**課題一覧**
[a] 黒糖焼酎についての本文のうち、「というわけで今月は、黒糖焼酎」から「もトライしてみてくださいね。」までの部分を一字一句そのまま書き写しなさい。
[b] 黒糖焼酎を紹介する本文の最後の文に続けて、その先を書き継ぎなさい。

**提示本文**
»»
奄美といえば、焼酎好きにとっては黒糖焼酎が生まれるエリア。黒糖を原料にした焼酎は、奄美群島でしか製造が許可されていないため、焼酎だけでなくあらゆるお酒のなかでも、地域性が特に豊かなお酒といえます。世界自然遺産登録のニュースを聞いて、黒糖焼酎が飲みたくなった、気になったという方も少なくないのではないでしょうか。

さらに黒糖焼酎は、和酒と洋酒をつなぐ可能性に満ちたジャンルでもあります。

「日本のラム酒」ともいわれる黒糖焼酎。ラムとの大きな違いは、黒糖焼酎が麹を使って仕込む点です。麹はお酒に奥行きのある味わいと、焼酎らしい優しさ、丸さをもたらします。一方で、ラムと同様に樽などの熟成と非常に相性がいいのも大きな特徴。実際に、昔から多くの蔵元が熟成焼酎づくりを行っているようです。

というわけで今月は、黒糖焼酎の熟成タイプのおすすめをどどんと15本紹介します。奄美群島には、世界遺産の対象地域以外にも、喜界島や沖永良部島(どちらも美しい島々!)があります。いずれの島でも黒糖焼酎がつくられていますので、今回の記事ではこの2島も含みました(黒糖焼酎の熟成銘柄を手がけている蔵元はほぼ網羅しているはず!)。

今回の世界遺産登録を機に、黒糖焼酎も世界に伝えるべく、ぜひ何本もトライしてみてくださいね。

奄美大島の黒糖焼酎

黒糖の熟成焼酎のおすすめ 01
〈天孫岳〉 西平本家

奄美大島を創生した2人の神、阿摩弥姑(あまみこ)と志仁礼久(しにれく)が最初に降り立ったとされる、奄美大島の中でも神聖な場所・天孫岳を商品名に冠した黒糖焼酎。黒糖らしいとろりとしたコクと、口に含んだときのパンチのバランスがいい、オーク樽熟成の銘柄です。蔵元の西平本家は1925年に喜界島で創業し、27年から奄美で操業。3つの弁がある特殊な常圧蒸留器を使っていて、天孫岳の景色も合わせて、いつか実際に見てみたいなあ……。奄美の美しい自然に思いを馳せてしまいます。
««
**提供資料**
»»
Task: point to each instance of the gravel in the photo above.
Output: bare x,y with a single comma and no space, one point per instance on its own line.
««
**課題の解答**
[a]
というわけで今月は、黒糖焼酎の熟成タイプのおすすめをどどんと15本紹介します。奄美群島には、世界遺産の対象地域以外にも、喜界島や沖永良部島(どちらも美しい島々!)があります。いずれの島でも黒糖焼酎がつくられていますので、今回の記事ではこの2島も含みました(黒糖焼酎の熟成銘柄を手がけている蔵元はほぼ網羅しているはず!)。

今回の世界遺産登録を機に、黒糖焼酎も世界に伝えるべく、ぜひ何本もトライしてみてくださいね。

[b]
天孫岳
貯蔵 樽貯蔵(オーク・2年以上)
度数 30度
原材料 黒糖・米麹
蒸留 常圧

蔵元 西平本家 WEB →
所在地 鹿児島県奄美市名瀬

黒糖の熟成焼酎のおすすめ 02
〈一村〉 町田酒造

TWSCを2年連続金賞受賞した〈里の曙 GOLD〉をフラッグシップに、貯蔵・ブレンドの技術を生かした黒糖焼酎を手がける奄美大島の町田酒造。奄美・鹿児島限定で発売している〈一村〉は、樫樽で3年以上貯蔵した原酒をブレンド。ふくよかな樽香と、黒糖の爽やかな甘みのバランスが絶妙で、ロックやハイボールはもちろん、フルーツサワーのベースとしてもぴったり! どんな飲み方もすんなり受け入れてくれる、懐の深い味わいが印象的な1本です。

一村
貯蔵 樽貯蔵(3年以上)
度数 25度
原材料 黒糖・米麹
蒸留 常圧・減圧のブレンド

蔵元 町田酒造  WEB →
所在地 鹿児島県大島郡龍郷町

黒糖の熟成焼酎のおすすめ 03
〈らんかん〉 富田酒造場

昔ながらの甕仕込みで、雨量が少なく、潮風の吹く波照間島・多良間島のサトウキビを醸した〈龍宮 30度〉がよく知られる富田酒造場。〈らんかん〉は、その〈龍宮〉の原酒を無濾過の状態で2年間熟成させたもの。年に一度、ごく少量だけ出荷される限定酒です。度数は40度とかなり高いのに、まろやかすぎてするするっと飲んでしまうのが困りものといえば困りもの。いつも気がつけばほろ酔いを超えています(汗)。冷凍庫でとろとろに冷やしてパーシャルショットでクイッとやるのもおすすめ。黒糖の甘みの奥に、海から吹いてくる潮風のきりりとした感じが広がります。

らんかん
貯蔵 タンク貯蔵(2年)
度数 44度(製造年によって異なる)
原材料 黒糖(沖縄産)、米麹(国産米)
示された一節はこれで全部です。